_EXTRACT PROVIDED_
There is no doubt that technology has had a significant impact on the way we identify and recruit candidates in this age of social networking and blogging, but have we gone too far?

I recently had the opportunity to speak at a recruiting conference whose major theme focused on technology and its application in the recruiting lifecycle. As I stood in the back of the room waiting for the speaker in front of me to finish her presentation, I was shocked at what she had to say. She stated that “there is no reason to actually talk to a candidate today.” She continued by saying that “email and text messages should be the only means we use to contact and recruit candidates today because that is the medium they use.”

As this well-known speaker’s comments began to sink in, I realized the cause of many of the problems we face today — it’s people like this speaker who teach us to rely almost exclusively on technology! I may not be a doctor, but the last time I checked, every candidate is a living, breathing, human being with the innate craving to have a relationship with other living, breathing, humans.

_DATASET ROWS_

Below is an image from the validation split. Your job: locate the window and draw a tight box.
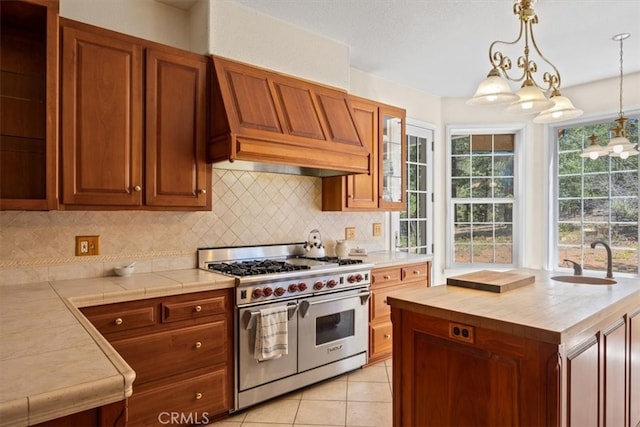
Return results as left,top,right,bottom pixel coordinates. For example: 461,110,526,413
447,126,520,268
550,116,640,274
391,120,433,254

_ACTIONS TO TAKE_
**A.** Write out everything in the passage about recruiting technology from "There is no doubt" down to "gone too far?".
**B.** According to the passage about recruiting technology, what did the conference speaker say should be the only means used to contact and recruit candidates?
**C.** Rewrite more briefly the paragraph of the passage about recruiting technology that begins "I recently had the opportunity", keeping its main facts.
Rely only on the passage about recruiting technology.

_ANSWERS FOR THE EXERCISE_
**A.**
There is no doubt that technology has had a significant impact on the way we identify and recruit candidates in this age of social networking and blogging, but have we gone too far?

**B.** Email and text messages.

**C.** The writer spoke at a recruiting conference focused on technology in the recruiting lifecycle. While waiting at the back of the room, the writer was shocked to hear the previous speaker say there was no reason to actually talk to a candidate today. She added that email and text messages should be the only means of contacting and recruiting candidates because candidates use that medium.